- Verilen metin -
------

Teoman'dan "yerli" duruş: Batı hayranlarını yerden yere vurdu | Beştepe çağırırsa giderim | Türkiye'nin güçlü olmasını istiyorum | Suriyeli çıkışı

Ünlü rokcçı Teoman Türkiye'nin gündemine oturacak açıklamalar yaptı. Batı hayranlarını yerden yere vuran Teoman, bu ülkenin ürünü olduğunu belirterek, "Batılı bir eğitimden gelmiş olsam da kendimi bu ülkeye ait hissediyorum. Başka bir ülkeye ait hissetmiyorum. Ben batı hayranı değilim." ifadelerini kullandı. Siyasi bir tarafı olmadığını ancak Cumhurbaşkanlığı makanına saygı duyduğunu belirten Teoman, "Beştepe'den davet gelirse giderim" dedi. Türkiye'nin ve silahlı kuvvetlerin güçlü olması gerektiğine dikkat çeken Teoman Irkçı sözlerle Suriyelileri hedef alanlara da okkalı bir yanıt verdi.

Yaptığı çıkışlarla ve tarzıyla dönem dönem gündeme gelen Teoman yine Türkiye'nin gündemine oturacak açıklamalar yaptı.

TEOMAN'DAN YERLİ DURUŞ
Batı hayranlarına esaslı bir eleştiri getiren Teoman siyasette taraf tutmadığını ancak Cumhurbaşkanlığı makamına saygı duyduğu belirterek "Beştepe"den davet gelirse gideceğini söyledi. Son dönemde artan ırkçı çıkışlara da tepki gösteren Teoman bu ülkenin ürünüyüm diyerek yerli bir duruş gösterdi.

CHP yandaşı T24'e konuşan Temoman özellikle pandemi sonrası tarzında değişikliğe gittiğine dikkat çeken Teoman, "İçkinin yoğun olduğu bir hayat yaşayınca her şeye olan tutkunu yitiriyorsun. O psikolojiden çıkmaya karar verdiğimde kendime "Artık işime özeneceğim. Bu yaşa geldim, artık kimseye star afra tafrası yapmayacağım" dedim." ifadelerini kullandı.

"BU ÜLKENİN ÜRÜNÜYÜM BATI HAYRANI DEĞİŞİM"
"Ben artık Türkiye'nin 'Teoman abisi' olmak istiyorum" sözlerine de açıklık getiren Teoman, "Bu ülkenin ürünüyüm. Batılı bir eğitimden gelmiş olsam da kendimi bu ülkeye ait hissediyorum. Başka bir ülkeye ait hissetmiyorum. Ben batı hayranı değilim." ifadelerini kullandı.

------

- İncelenecek kayıtlar -

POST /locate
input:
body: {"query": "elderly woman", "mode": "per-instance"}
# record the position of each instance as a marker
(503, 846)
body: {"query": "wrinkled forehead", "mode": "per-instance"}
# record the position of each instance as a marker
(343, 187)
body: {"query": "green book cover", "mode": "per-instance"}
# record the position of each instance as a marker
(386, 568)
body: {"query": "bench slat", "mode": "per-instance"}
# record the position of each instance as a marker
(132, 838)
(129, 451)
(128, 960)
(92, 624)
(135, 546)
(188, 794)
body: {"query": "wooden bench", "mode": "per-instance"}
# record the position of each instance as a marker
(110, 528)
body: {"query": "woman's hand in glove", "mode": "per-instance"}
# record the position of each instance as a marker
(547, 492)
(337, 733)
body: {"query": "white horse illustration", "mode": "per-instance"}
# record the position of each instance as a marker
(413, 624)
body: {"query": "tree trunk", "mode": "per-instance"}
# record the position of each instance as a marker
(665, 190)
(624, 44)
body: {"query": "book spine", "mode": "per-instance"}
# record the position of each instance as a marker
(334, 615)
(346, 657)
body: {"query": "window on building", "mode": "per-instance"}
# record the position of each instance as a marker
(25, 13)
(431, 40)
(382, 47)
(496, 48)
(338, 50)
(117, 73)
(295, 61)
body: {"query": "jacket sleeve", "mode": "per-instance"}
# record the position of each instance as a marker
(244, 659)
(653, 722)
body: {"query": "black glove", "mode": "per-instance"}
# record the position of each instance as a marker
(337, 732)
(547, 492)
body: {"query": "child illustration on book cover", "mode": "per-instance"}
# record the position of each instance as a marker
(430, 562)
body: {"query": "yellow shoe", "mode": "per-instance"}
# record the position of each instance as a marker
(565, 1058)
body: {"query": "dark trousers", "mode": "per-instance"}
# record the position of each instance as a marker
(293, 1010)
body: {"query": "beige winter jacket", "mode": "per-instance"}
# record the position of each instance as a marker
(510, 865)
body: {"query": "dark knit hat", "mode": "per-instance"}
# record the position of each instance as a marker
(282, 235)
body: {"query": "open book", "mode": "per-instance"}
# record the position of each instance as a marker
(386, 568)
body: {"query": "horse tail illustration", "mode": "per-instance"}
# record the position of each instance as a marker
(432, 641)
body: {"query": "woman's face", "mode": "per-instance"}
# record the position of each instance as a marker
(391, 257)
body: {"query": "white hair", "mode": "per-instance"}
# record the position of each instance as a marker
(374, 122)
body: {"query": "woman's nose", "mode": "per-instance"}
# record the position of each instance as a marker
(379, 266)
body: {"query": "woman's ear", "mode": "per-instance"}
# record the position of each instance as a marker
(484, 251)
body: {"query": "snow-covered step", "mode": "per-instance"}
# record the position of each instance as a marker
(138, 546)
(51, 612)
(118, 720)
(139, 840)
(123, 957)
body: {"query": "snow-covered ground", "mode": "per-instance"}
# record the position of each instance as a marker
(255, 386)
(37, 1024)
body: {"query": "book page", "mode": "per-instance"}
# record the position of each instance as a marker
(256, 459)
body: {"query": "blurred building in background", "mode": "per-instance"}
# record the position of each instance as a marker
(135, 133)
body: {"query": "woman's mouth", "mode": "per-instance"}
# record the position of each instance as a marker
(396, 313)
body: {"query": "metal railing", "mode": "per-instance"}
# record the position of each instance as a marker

------

- Çalışma soruları -
**a)** Teoman hakkındaki haberde, Beştepe'den davet gelmesi durumunda Teoman ne yapacağını söylüyor?
**b)** Teoman hakkındaki haberde "Ünlü rokcçı Teoman" sözlerinden başlayıp "yine Türkiye'nin gündemine oturacak açıklamalar yaptı." sözlerine kadar uzanan bölümün tamamını, "Suriyelileri" yerine "göçmenleri" koyarak yeniden yazın.
**c)** Teoman hakkındaki haberi, metnin bittiği yerden devam ettirin.

- Alıştırma cevapları -
**a)** Beştepe'den davet gelirse gideceğini söylüyor.

**b)**
Ünlü rokcçı Teoman Türkiye'nin gündemine oturacak açıklamalar yaptı. Batı hayranlarını yerden yere vuran Teoman, bu ülkenin ürünü olduğunu belirterek, "Batılı bir eğitimden gelmiş olsam da kendimi bu ülkeye ait hissediyorum. Başka bir ülkeye ait hissetmiyorum. Ben batı hayranı değilim." ifadelerini kullandı. Siyasi bir tarafı olmadığını ancak Cumhurbaşkanlığı makanına saygı duyduğunu belirten Teoman, "Beştepe'den davet gelirse giderim" dedi. Türkiye'nin ve silahlı kuvvetlerin güçlü olması gerektiğine dikkat çeken Teoman Irkçı sözlerle göçmenleri hedef alanlara da okkalı bir yanıt verdi.

Yaptığı çıkışlarla ve tarzıyla dönem dönem gündeme gelen Teoman yine Türkiye'nin gündemine oturacak açıklamalar yaptı.

**c)**
"BEŞTEPE'DEN DAVET GELİRSE GİDERİM"
Kendisini herhangi bir siyasi görüşe indirgemediğini söyleyen Teoman Cumhurbaşkanlığı makamına ise saygı duyduğunu belirti. "Sana Beştepe'den davet geldi mi?" sorusunu yanıtlayan Teoman, "Gelmedi ama gelse giderim. Türkiye Cumhuriyeti'nin cumhurbaşkanı kim olursa olsun beni bir yere davet ederse, giderim. Ama ben hiçbir zaman siyasette hiçbir yerin adamı olmayacağım. Ben daha evvel cumartesi kahvaltılarına çağrıldım Kürt açılımı devam ederken. O tabii başka bir şeydi. Ben başörtüsü meselesinde de Kürt sorununda da fikirlerimi her zaman söylemiş biriyim zaten. O toplantıya da çağrıldığım için ve Kürt açılımını desteklediğim için gittim." dedi.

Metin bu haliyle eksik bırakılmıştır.